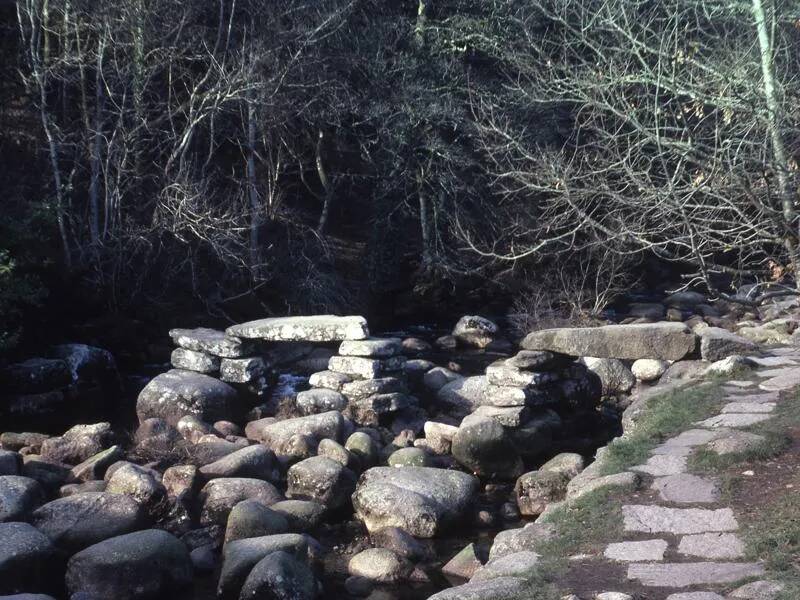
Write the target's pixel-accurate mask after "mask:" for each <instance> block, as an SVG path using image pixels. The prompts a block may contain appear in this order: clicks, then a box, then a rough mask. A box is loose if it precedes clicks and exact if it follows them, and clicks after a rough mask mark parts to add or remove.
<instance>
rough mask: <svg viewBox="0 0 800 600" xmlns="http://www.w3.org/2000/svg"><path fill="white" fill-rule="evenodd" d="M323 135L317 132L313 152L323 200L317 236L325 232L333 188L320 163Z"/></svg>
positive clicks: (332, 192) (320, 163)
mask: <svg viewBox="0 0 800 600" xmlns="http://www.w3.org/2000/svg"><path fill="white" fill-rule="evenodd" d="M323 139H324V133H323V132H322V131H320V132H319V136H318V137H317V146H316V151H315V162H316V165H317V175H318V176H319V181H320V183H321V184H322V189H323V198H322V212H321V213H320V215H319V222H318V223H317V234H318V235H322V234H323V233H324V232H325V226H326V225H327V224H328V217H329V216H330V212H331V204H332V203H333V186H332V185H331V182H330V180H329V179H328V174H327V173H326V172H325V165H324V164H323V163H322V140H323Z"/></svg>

····················

▶ Task to complete
Output the records above exactly as written, but leave out the pictures.

▶ Your response
Write the target's pixel-accurate mask after "mask:" for each <instance> block, as an SVG path using image pixels. The prompts a block may contain appear in this order: clicks, then a box, then a rough mask. A box is loose if it precedes clicks and exact if it follows them, and clicks after a rough mask mark parts to add or remove.
<instance>
rough mask: <svg viewBox="0 0 800 600" xmlns="http://www.w3.org/2000/svg"><path fill="white" fill-rule="evenodd" d="M323 135L317 132L313 152L323 200L317 236L325 232L333 188L320 163Z"/></svg>
positive clicks: (332, 192) (320, 163)
mask: <svg viewBox="0 0 800 600" xmlns="http://www.w3.org/2000/svg"><path fill="white" fill-rule="evenodd" d="M323 139H324V133H323V132H322V131H320V132H319V136H318V137H317V146H316V151H315V162H316V165H317V175H318V176H319V181H320V183H321V184H322V189H323V198H322V212H321V213H320V215H319V222H318V223H317V234H318V235H322V234H323V233H324V232H325V226H326V225H327V224H328V217H329V216H330V212H331V204H332V203H333V186H332V185H331V182H330V180H329V179H328V174H327V173H326V172H325V165H324V164H323V163H322V140H323Z"/></svg>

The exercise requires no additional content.